→ WRITTEN INSTRUCTION A
List every place name that appears in the article about basa cheese.
→ WRITTEN INSTRUCTION B
Copy the part of the article about basa cheese between "NO 42, April" and "cheese from Lika.", inclusive.
[start of GIVEN PASSAGE]
Iće i piće

NO 42, April 2015

Traditional cuisine:

Exotic Domestic Field to Table

Jelena Ivanišević

Photos: Damir Fabijanić

Today at a time of nostalgic return to the simple foods of mum and grandma, a time when it is easier to buy aceto balsamico than vinegar, being modern means buying and eating domestic. The retro wave, because of which at prime time you get roux soup being made on a local TV station, has changed the list of desired nibblers. What in the eighties English tea or smuggled brie and saffron first from Trieste and then from Graz were handmade tagliatelle, cheese and cream, smoked belly bacon and pork renderings from the nearby family farm shop are now. Among the good things that have got a name that today reflect the desires and fears of eaters is basa – fresh, soft, original cheese from Lika.

Simple basa is the expression of the region in which it is made, of the complex relations between people and nature. The story of basa, which according to the informants takes place between us and them, starts with the buša, that modest and hardy shorthorn that for centuries was the only bovine tough and resistant enough to survive in the inhospitable nature of Lika and other hill and mountain regions. The rich (6% fat) milk of the undemanding and adaptable buša lies at the core of rural food; yet this did not save it from being on the verge of extinction. And if we were capable of working strategically and make use of the gastronomisation of culture as the basis of sustainable development, the success and survival story of the boškarin (Istrian long-horned Podolian type of cattle) could be repeated with the buša. Why shouldn’t, let’s say, the existing dairy and cheesery in Otočac not specialise in the making of indigenous cheeses from Lika (škripavac – squeaky cheese, and basa)? Such a cheesery would bring together the existing breeders who would guarantee the home-produced raw material for basa and škripavac. Then one could consider protecting geographical origin and authenticity, which the combination of the plant communities of the Lika meadows and the Lika landraces would absolutely enable. The chain from field to (tourist) table could thus be closed and support itself.
[end of GIVEN PASSAGE]
[start of RECORDS]
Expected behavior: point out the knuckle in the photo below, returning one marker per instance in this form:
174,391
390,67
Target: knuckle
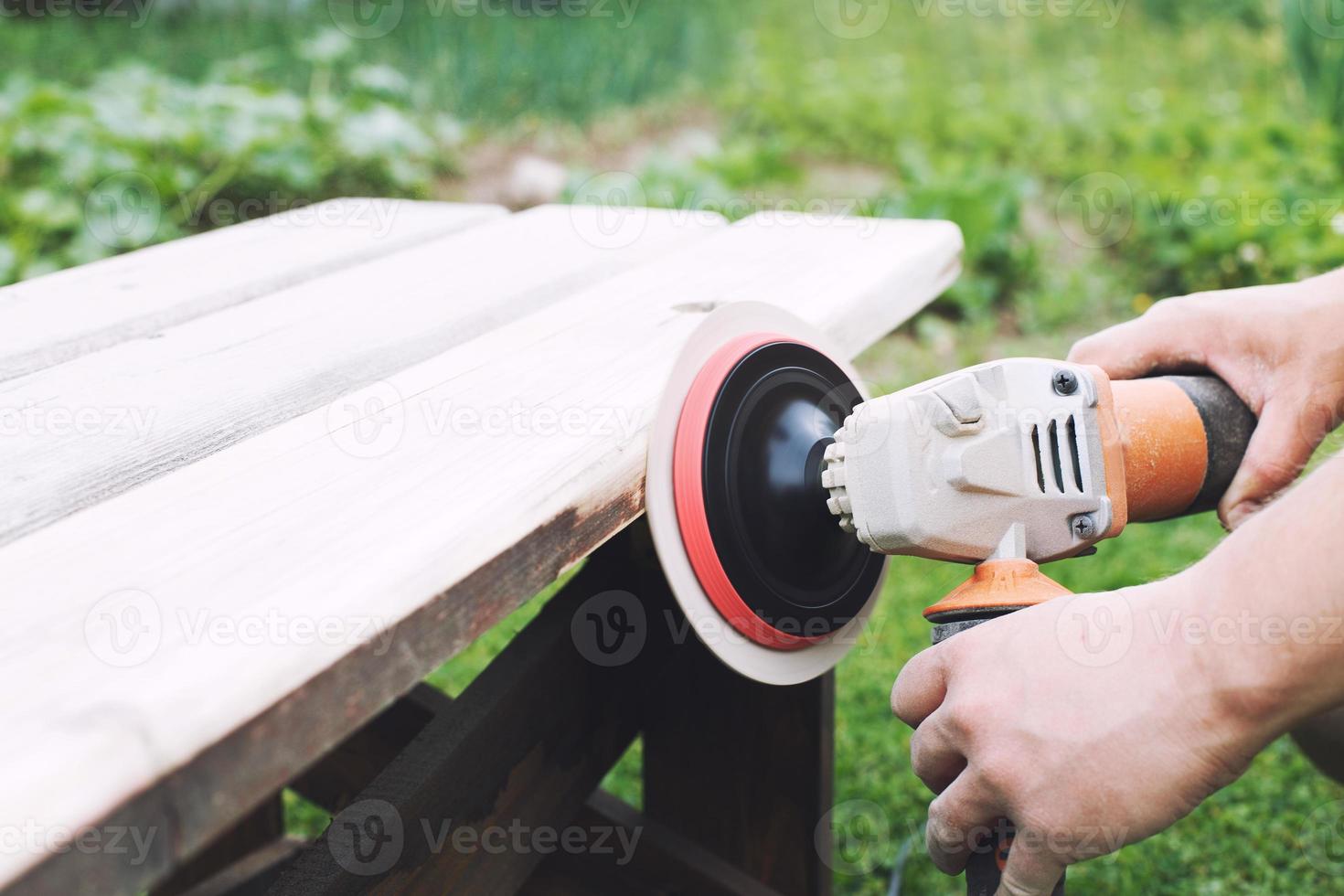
997,774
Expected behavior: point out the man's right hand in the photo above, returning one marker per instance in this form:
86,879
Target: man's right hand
1281,348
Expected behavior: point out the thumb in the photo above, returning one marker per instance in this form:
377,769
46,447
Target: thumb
1029,872
1277,453
1157,340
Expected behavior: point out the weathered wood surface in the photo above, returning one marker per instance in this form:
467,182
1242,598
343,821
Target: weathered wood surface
136,295
190,644
145,407
512,759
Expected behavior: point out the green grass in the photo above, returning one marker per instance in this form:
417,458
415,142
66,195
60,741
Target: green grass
488,68
1008,126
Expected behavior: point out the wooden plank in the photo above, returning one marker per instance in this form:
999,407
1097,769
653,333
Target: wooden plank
100,425
251,875
484,792
746,774
70,314
257,830
661,864
433,539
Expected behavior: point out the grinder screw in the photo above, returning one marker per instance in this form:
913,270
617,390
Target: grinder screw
1066,382
1085,527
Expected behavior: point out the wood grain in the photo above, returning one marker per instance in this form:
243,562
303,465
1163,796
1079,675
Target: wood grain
70,314
100,425
409,543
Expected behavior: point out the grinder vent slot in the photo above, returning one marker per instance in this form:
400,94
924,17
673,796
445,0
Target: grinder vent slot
1072,429
1057,452
1055,455
1035,453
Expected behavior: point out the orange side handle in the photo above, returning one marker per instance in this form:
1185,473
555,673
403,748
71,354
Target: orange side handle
1180,443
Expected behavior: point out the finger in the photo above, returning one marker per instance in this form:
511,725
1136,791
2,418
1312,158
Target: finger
934,756
1277,453
920,688
958,818
1029,872
1151,343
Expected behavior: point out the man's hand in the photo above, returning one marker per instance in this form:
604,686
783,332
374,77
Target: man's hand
1095,720
1281,348
1083,744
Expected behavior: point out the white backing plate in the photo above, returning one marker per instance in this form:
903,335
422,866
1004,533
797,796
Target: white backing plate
742,655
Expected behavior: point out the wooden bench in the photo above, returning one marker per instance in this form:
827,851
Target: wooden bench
257,484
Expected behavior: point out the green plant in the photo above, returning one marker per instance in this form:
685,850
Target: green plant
140,157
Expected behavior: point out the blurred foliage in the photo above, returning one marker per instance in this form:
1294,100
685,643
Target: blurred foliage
139,157
1093,165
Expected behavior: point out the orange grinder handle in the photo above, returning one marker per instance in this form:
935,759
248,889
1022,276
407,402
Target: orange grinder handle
1183,440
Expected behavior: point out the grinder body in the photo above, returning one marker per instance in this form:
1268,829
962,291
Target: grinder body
1026,461
1019,463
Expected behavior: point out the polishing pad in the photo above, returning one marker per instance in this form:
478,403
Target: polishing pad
763,571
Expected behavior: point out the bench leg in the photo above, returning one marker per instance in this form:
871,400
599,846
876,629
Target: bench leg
743,769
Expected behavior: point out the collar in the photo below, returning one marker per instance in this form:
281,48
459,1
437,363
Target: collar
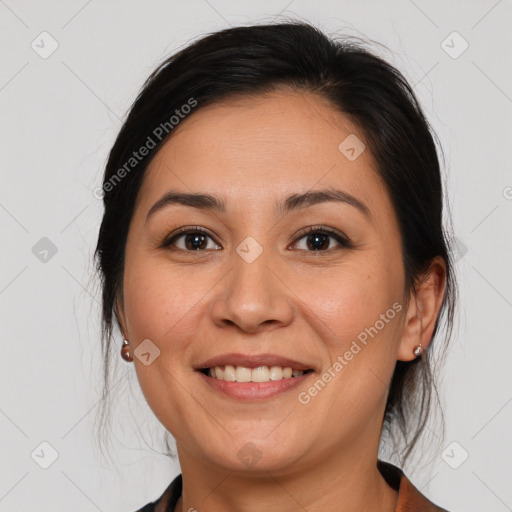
410,499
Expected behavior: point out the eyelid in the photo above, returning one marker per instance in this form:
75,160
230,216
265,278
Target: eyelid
340,237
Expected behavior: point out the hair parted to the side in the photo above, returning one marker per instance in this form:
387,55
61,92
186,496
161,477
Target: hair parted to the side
362,86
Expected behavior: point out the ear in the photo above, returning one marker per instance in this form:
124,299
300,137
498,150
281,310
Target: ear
423,310
120,315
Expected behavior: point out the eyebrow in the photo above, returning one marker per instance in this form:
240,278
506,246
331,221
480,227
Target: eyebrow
283,207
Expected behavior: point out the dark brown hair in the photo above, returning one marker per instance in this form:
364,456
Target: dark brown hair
359,84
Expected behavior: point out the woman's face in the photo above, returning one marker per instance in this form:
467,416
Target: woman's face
253,283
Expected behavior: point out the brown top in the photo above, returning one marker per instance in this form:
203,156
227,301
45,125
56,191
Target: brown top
409,498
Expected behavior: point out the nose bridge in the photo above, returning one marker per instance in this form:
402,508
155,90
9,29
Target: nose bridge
252,294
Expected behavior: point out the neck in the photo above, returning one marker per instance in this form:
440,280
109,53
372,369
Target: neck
344,480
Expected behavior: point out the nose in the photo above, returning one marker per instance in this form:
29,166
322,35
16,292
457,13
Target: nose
253,296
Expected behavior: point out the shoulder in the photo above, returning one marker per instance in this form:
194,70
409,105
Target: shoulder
167,501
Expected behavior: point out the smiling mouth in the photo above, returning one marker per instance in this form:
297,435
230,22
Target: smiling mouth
231,373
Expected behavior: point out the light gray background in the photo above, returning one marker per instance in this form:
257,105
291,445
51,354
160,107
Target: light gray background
59,117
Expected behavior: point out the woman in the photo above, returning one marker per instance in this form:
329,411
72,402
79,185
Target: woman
273,253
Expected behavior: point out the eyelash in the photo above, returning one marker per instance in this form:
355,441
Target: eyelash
342,240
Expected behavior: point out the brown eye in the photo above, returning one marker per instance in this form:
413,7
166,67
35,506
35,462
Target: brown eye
193,240
319,239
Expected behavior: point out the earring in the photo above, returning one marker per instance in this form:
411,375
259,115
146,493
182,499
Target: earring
125,351
418,350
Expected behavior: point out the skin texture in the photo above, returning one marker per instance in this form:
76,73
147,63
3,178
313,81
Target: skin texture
293,301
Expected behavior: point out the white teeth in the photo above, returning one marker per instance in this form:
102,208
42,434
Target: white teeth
259,374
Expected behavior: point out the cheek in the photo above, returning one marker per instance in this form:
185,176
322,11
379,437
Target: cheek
159,301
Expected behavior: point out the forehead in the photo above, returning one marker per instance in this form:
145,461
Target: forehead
257,148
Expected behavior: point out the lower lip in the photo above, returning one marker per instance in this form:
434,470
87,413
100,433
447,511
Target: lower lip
253,390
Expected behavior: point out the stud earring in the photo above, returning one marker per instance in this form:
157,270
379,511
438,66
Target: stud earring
418,350
125,351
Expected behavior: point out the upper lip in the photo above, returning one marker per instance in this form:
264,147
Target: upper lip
252,361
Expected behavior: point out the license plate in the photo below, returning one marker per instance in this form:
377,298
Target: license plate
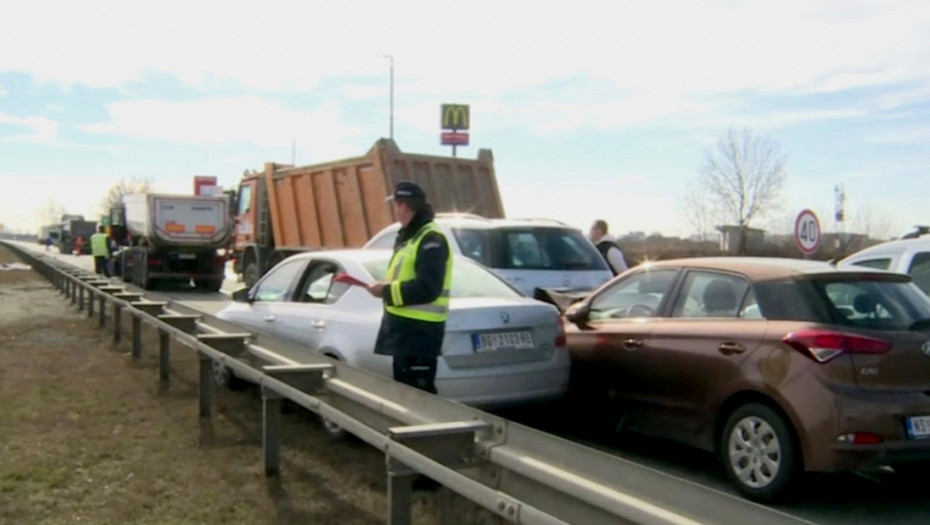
918,427
502,340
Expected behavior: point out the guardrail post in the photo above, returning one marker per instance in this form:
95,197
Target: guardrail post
271,431
117,322
206,385
103,310
164,354
136,337
400,492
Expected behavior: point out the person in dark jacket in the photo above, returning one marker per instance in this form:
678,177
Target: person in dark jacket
416,291
607,245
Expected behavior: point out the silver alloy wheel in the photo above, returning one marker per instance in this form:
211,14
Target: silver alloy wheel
755,452
221,374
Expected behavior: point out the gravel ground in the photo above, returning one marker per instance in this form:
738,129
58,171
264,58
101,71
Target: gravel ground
87,436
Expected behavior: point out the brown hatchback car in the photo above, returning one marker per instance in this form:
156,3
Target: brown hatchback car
778,365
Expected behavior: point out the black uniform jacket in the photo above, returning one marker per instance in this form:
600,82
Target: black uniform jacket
400,336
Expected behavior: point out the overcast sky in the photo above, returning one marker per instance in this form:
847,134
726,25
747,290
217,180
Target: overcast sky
592,109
[end of RECORDS]
→ PROBLEM SOLUTION A
Trieste, Graz, Lika, Otočac

→ PROBLEM SOLUTION B
NO 42, April 2015

Traditional cuisine:

Exotic Domestic Field to Table

Jelena Ivanišević

Photos: Damir Fabijanić

Today at a time of nostalgic return to the simple foods of mum and grandma, a time when it is easier to buy aceto balsamico than vinegar, being modern means buying and eating domestic. The retro wave, because of which at prime time you get roux soup being made on a local TV station, has changed the list of desired nibblers. What in the eighties English tea or smuggled brie and saffron first from Trieste and then from Graz were handmade tagliatelle, cheese and cream, smoked belly bacon and pork renderings from the nearby family farm shop are now. Among the good things that have got a name that today reflect the desires and fears of eaters is basa – fresh, soft, original cheese from Lika.